[Referring expression pointing data]
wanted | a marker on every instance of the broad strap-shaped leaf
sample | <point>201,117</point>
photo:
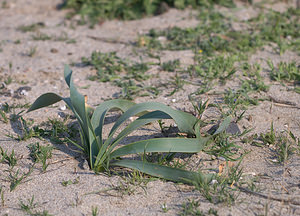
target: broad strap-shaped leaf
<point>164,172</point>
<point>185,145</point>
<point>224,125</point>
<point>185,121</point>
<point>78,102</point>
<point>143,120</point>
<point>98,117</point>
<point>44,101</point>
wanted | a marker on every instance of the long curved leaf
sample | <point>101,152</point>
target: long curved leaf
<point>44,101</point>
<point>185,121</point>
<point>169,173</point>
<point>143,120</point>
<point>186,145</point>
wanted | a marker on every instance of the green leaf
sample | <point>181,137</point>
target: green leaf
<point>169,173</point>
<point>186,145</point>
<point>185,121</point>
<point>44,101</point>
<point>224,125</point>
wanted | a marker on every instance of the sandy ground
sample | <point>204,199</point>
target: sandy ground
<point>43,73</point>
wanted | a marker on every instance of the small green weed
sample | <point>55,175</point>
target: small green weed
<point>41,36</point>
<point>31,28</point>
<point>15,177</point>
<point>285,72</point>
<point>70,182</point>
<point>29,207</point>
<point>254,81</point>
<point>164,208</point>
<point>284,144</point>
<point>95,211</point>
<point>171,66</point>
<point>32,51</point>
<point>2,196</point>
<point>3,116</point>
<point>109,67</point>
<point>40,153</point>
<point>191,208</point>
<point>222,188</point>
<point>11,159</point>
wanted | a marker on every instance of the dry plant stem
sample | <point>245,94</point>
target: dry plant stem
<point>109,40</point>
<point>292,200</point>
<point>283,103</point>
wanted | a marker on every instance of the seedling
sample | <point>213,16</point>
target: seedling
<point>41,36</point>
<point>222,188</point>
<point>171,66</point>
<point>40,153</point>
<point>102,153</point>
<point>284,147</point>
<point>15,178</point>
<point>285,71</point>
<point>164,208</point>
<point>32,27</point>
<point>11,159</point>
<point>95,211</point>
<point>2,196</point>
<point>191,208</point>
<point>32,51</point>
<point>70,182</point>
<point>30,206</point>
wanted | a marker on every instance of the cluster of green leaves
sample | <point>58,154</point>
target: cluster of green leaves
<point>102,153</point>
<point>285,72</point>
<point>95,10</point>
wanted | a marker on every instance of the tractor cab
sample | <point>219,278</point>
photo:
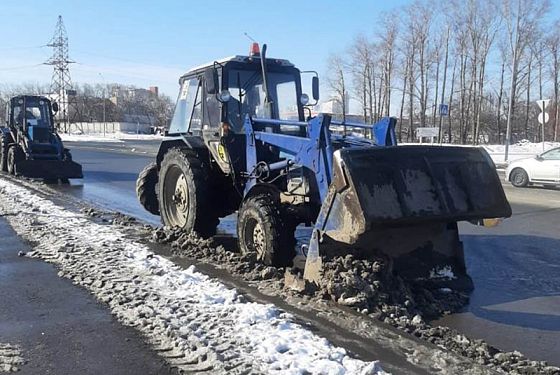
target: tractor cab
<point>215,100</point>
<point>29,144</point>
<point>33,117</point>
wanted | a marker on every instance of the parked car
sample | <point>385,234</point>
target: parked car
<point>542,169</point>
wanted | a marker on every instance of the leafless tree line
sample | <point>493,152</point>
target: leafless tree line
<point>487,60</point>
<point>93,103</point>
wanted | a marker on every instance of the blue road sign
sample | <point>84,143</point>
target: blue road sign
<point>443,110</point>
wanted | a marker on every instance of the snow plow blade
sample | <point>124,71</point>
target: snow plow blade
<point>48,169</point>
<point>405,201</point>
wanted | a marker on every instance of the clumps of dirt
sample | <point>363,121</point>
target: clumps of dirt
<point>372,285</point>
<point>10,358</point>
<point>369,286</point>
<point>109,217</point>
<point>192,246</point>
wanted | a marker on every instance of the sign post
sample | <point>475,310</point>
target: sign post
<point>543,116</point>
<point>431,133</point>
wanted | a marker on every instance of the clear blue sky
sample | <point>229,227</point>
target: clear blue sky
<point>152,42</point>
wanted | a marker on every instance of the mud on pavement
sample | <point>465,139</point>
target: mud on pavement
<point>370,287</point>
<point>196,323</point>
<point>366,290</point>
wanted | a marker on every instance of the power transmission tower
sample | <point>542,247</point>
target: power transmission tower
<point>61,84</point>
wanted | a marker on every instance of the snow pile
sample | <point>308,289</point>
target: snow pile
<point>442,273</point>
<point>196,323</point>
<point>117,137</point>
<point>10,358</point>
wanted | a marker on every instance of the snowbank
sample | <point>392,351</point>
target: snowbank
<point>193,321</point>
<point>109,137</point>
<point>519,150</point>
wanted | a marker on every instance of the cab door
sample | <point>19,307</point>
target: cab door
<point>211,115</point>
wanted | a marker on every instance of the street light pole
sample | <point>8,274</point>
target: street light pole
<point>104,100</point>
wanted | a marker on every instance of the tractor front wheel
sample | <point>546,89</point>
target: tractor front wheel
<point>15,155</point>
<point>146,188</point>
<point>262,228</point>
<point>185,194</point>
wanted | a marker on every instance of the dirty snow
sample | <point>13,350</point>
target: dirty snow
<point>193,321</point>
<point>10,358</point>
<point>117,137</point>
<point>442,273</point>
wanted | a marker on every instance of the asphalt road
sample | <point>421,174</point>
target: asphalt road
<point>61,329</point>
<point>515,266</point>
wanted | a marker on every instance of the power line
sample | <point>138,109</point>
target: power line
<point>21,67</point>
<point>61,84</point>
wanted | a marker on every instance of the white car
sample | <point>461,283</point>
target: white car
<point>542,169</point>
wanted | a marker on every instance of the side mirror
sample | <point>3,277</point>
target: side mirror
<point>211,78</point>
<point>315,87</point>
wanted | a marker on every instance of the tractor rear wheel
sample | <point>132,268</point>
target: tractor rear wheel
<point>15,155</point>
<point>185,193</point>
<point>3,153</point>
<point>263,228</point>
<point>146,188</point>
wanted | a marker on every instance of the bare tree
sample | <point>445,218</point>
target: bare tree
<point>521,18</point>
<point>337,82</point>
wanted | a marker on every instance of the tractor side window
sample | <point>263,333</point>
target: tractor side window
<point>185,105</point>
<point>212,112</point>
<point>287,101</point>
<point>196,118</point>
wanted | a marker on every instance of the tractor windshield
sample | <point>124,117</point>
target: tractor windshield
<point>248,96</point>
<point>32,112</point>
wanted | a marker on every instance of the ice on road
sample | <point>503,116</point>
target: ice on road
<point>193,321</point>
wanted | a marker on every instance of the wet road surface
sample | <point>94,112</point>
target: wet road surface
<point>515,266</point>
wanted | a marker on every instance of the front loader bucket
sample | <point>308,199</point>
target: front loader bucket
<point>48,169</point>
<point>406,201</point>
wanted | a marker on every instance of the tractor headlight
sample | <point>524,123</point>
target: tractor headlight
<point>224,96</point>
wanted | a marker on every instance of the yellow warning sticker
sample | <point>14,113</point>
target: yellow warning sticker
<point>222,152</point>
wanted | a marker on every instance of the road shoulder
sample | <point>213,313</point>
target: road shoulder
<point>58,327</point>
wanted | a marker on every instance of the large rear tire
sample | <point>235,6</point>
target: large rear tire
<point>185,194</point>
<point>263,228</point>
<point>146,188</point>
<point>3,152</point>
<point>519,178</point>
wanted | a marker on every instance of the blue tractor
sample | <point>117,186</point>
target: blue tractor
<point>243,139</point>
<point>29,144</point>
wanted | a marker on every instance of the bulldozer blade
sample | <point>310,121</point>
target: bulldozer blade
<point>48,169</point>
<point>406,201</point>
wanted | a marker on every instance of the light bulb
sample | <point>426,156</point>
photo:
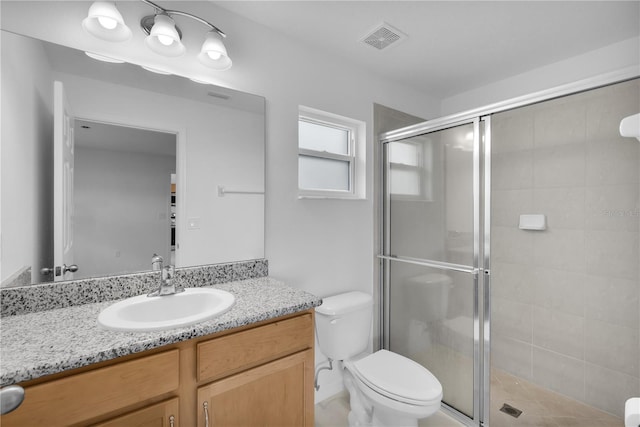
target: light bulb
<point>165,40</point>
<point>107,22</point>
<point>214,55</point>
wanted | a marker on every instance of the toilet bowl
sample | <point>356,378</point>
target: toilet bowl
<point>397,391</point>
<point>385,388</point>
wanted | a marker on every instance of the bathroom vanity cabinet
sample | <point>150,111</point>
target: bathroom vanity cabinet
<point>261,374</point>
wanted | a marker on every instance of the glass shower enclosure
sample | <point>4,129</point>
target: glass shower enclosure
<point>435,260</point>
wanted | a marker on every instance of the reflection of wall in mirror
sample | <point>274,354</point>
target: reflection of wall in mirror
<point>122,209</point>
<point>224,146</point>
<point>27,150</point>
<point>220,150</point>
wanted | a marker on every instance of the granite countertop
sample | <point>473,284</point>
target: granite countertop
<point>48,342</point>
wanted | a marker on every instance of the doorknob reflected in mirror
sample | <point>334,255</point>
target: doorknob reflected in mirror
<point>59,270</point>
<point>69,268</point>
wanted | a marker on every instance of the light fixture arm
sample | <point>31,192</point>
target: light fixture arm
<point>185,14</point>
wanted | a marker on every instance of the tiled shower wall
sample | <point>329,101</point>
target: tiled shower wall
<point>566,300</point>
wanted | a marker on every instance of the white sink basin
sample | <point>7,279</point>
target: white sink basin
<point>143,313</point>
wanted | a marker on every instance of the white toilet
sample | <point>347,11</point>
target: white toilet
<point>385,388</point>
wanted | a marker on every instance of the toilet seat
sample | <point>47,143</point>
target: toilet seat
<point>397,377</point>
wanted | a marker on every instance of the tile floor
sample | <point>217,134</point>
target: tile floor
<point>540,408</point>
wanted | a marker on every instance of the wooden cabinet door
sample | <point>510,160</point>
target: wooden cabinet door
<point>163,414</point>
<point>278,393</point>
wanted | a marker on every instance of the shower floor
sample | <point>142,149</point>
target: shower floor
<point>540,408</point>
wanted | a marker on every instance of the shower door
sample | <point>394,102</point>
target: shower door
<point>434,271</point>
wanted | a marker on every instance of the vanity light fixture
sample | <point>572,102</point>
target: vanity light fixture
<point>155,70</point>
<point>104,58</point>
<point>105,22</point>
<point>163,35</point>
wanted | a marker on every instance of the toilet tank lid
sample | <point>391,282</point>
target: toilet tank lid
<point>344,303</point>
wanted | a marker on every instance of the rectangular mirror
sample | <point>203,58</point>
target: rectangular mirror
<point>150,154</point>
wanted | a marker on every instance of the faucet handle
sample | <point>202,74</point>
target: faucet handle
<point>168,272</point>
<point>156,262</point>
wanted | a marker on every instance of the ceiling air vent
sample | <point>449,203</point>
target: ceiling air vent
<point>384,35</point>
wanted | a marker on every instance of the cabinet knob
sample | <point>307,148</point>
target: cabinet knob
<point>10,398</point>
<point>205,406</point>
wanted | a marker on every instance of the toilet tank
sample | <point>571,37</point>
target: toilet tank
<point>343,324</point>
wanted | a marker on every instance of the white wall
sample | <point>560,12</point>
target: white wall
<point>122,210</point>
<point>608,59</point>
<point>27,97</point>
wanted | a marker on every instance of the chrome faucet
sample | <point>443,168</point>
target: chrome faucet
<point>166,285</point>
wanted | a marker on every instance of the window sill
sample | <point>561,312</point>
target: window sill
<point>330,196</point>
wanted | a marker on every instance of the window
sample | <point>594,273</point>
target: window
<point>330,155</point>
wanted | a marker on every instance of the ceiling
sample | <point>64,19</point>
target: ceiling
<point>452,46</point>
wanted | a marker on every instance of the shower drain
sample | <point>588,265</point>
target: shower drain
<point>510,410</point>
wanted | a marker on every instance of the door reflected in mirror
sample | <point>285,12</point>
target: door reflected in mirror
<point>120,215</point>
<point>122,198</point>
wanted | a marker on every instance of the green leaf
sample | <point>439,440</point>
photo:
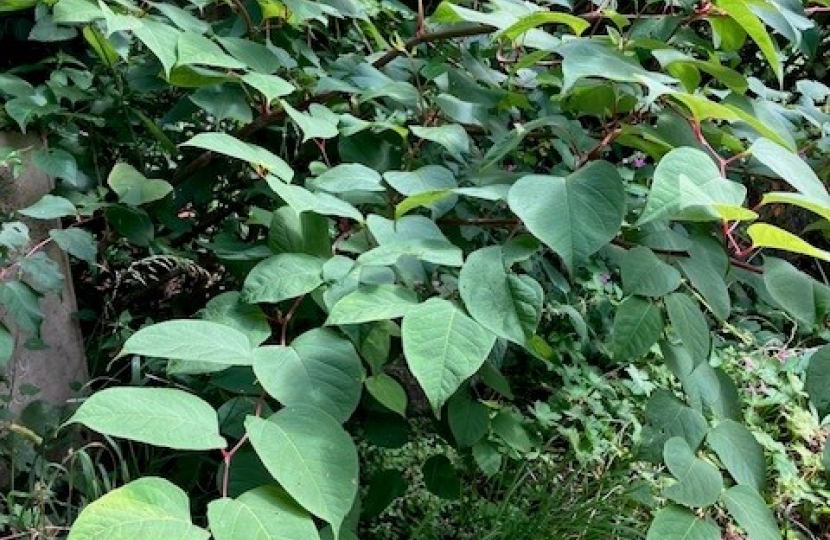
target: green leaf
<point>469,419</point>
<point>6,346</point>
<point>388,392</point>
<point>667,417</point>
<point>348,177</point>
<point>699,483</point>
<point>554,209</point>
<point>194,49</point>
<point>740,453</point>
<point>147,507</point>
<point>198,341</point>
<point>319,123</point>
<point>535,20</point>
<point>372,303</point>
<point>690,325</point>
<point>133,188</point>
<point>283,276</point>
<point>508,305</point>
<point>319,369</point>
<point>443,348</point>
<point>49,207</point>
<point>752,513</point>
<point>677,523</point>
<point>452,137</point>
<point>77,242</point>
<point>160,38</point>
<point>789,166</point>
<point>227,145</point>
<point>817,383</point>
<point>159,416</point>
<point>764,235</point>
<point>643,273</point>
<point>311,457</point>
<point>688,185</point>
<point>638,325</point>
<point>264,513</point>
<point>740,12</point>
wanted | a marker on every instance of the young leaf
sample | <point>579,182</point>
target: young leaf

**Problem details:** Using the entries above, tally how many lines have the word "young" in them; write the number and nothing more.

**Expected answer:** 2